Input material:
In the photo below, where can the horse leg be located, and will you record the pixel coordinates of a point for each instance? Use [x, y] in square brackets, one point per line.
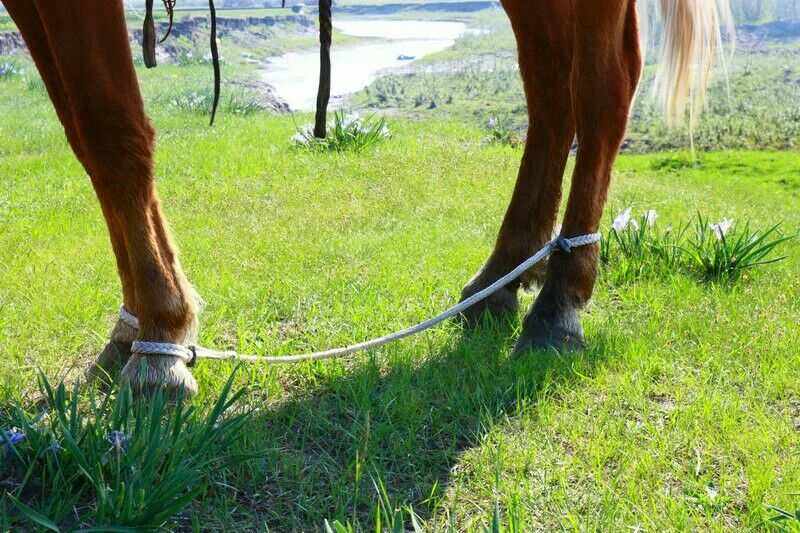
[26, 17]
[89, 50]
[605, 75]
[545, 59]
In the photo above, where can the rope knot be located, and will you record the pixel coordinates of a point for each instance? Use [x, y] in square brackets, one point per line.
[563, 244]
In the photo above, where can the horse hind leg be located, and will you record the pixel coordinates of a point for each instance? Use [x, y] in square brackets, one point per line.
[607, 69]
[545, 59]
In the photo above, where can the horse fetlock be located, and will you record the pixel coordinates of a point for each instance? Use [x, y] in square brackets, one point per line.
[147, 375]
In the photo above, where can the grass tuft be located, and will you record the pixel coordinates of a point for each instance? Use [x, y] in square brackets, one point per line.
[350, 133]
[125, 463]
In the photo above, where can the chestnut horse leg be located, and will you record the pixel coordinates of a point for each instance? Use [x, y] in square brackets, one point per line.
[605, 75]
[544, 36]
[81, 48]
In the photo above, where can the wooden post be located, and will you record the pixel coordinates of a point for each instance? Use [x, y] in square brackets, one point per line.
[324, 93]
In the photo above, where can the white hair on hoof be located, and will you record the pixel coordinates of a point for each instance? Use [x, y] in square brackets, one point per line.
[115, 355]
[148, 374]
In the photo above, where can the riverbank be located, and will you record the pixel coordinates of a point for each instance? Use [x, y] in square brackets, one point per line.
[379, 46]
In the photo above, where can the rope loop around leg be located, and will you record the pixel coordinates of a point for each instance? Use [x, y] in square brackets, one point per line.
[191, 354]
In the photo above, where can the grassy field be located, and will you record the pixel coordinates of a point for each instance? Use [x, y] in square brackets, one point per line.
[683, 413]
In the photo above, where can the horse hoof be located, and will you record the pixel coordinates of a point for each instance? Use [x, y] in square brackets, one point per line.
[148, 374]
[109, 363]
[114, 356]
[561, 331]
[502, 302]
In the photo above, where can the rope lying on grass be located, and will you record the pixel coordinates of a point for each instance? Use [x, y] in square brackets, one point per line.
[190, 354]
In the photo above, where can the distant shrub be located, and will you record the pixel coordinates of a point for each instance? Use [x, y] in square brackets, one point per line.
[348, 133]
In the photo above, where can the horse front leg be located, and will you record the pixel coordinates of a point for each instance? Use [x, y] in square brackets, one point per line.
[81, 48]
[544, 39]
[607, 69]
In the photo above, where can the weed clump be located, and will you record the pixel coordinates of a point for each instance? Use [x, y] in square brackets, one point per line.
[718, 252]
[125, 463]
[349, 133]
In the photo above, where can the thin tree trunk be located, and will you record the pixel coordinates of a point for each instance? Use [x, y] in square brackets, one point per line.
[324, 93]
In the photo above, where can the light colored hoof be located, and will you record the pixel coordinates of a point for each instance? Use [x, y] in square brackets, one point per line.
[109, 363]
[149, 374]
[114, 356]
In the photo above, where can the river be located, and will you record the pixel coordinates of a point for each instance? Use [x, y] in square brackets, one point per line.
[295, 75]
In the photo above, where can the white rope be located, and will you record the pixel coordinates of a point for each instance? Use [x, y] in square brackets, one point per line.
[163, 349]
[196, 352]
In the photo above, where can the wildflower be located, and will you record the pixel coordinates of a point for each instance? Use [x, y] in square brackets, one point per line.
[13, 437]
[351, 120]
[721, 228]
[118, 441]
[55, 448]
[622, 220]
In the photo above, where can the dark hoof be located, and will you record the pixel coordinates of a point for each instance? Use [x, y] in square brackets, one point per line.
[502, 302]
[560, 331]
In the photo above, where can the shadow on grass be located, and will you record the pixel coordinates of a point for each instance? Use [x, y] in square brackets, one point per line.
[405, 426]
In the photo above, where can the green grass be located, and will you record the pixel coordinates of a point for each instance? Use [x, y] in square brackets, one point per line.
[683, 414]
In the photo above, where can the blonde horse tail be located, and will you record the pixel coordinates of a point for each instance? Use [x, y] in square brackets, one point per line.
[691, 46]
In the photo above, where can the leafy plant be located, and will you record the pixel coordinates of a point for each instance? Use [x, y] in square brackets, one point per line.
[348, 133]
[234, 103]
[640, 246]
[783, 516]
[721, 252]
[501, 130]
[127, 463]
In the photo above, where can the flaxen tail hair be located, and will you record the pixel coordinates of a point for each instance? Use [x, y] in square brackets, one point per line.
[692, 45]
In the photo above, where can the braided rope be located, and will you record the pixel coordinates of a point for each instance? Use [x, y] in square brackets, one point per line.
[128, 318]
[192, 353]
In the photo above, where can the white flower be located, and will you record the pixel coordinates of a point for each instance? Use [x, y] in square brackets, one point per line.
[721, 228]
[350, 120]
[622, 220]
[650, 217]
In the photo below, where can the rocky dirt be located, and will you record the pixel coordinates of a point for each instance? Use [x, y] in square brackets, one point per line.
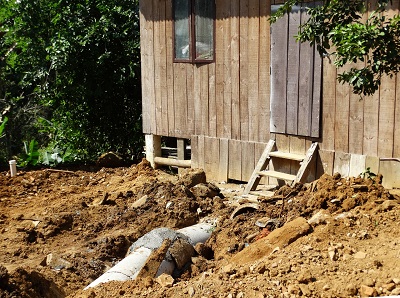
[60, 230]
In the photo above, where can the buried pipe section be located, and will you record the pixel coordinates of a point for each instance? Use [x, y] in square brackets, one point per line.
[139, 253]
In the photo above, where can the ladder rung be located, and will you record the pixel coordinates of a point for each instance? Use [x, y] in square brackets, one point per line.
[285, 155]
[278, 175]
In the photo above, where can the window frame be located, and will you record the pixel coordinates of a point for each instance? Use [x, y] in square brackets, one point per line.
[192, 37]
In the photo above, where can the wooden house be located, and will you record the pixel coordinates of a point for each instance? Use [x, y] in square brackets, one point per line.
[218, 74]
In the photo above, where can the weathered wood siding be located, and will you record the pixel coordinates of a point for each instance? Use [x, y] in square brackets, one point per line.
[224, 107]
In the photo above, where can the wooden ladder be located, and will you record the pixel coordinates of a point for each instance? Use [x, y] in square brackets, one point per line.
[260, 169]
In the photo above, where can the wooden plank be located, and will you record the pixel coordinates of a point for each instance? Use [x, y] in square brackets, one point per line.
[204, 99]
[211, 159]
[170, 67]
[292, 96]
[357, 164]
[386, 117]
[164, 161]
[372, 162]
[390, 169]
[201, 152]
[306, 165]
[264, 76]
[356, 123]
[296, 145]
[253, 52]
[284, 166]
[153, 148]
[244, 70]
[158, 44]
[194, 144]
[219, 70]
[325, 162]
[328, 105]
[278, 74]
[286, 155]
[258, 151]
[226, 40]
[342, 164]
[193, 102]
[235, 155]
[278, 175]
[196, 95]
[371, 126]
[396, 141]
[305, 85]
[181, 150]
[260, 166]
[223, 168]
[180, 102]
[316, 99]
[235, 69]
[147, 63]
[387, 104]
[248, 162]
[342, 116]
[212, 108]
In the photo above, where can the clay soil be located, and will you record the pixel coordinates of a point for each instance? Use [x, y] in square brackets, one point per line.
[86, 221]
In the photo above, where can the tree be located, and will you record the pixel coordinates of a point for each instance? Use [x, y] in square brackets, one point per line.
[74, 67]
[338, 29]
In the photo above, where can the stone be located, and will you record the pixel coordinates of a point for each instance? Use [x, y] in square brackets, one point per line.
[326, 287]
[228, 269]
[351, 289]
[305, 277]
[388, 205]
[360, 255]
[165, 280]
[305, 291]
[369, 282]
[244, 208]
[56, 262]
[182, 252]
[110, 160]
[332, 253]
[4, 276]
[321, 217]
[204, 250]
[389, 287]
[205, 190]
[294, 289]
[366, 291]
[192, 177]
[395, 292]
[191, 292]
[139, 203]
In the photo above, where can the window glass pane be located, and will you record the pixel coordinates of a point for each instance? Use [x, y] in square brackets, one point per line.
[182, 29]
[204, 29]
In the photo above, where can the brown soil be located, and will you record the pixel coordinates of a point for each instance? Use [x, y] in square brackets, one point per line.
[87, 220]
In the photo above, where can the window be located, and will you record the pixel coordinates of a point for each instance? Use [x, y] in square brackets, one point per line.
[194, 30]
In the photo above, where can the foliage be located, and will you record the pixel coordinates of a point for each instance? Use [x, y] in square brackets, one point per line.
[3, 126]
[31, 156]
[338, 28]
[76, 63]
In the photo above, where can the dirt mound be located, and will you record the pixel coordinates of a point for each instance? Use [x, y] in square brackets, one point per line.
[62, 229]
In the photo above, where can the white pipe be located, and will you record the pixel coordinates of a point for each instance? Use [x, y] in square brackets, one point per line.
[127, 269]
[138, 254]
[13, 167]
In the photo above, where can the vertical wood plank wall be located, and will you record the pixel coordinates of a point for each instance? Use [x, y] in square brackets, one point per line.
[224, 107]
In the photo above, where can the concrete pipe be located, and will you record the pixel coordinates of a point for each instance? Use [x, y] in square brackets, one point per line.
[139, 253]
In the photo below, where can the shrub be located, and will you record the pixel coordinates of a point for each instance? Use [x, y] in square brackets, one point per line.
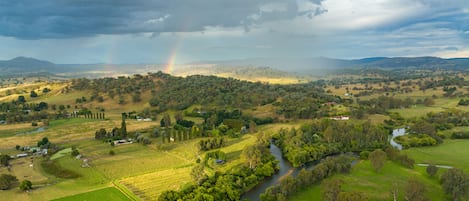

The exercise: Lines from the one that contains "In the photo above, where can the window be" through the last line of the data above are to be extracted exactly, with no pictures and no other lines.

Answer for this exercise:
In the photo above, where can the window be located, and will you record the pixel coordinates of a point for each instance? Use [x, y] in square brackets, one point per line.
[194, 30]
In the photo above, where can the foliage be located, and will you record the pixel coordinates of a point for each instance? Use [x, y] in square brackets, one point per line.
[3, 126]
[31, 156]
[338, 28]
[76, 63]
In the photo above, where can the dirt mound be located, and will you record the pixel coordinates of a point for each instance? Use [x, y] in square brackets, one point per line.
[62, 229]
In the photo above, where can the white pipe be located, and will you record the pixel coordinates of a point for each instance? Use [x, y] in square brackets, one point per line.
[127, 269]
[138, 254]
[13, 167]
In the photo above, where can the vertical wood plank wall be located, and will you record the pixel coordinates of a point for each instance? Use [x, y] in square brackets, one point per line.
[224, 107]
In the photo above, where can the concrete pipe be located, and will you record the pixel coordinates of a point for each instance? Use [x, y] in square brackets, one point per line.
[139, 253]
In the photo below, where can the shrub be located, and will you record the pixel coordinates of a point for each instance? Use [x, y] in square brackets, one point per line.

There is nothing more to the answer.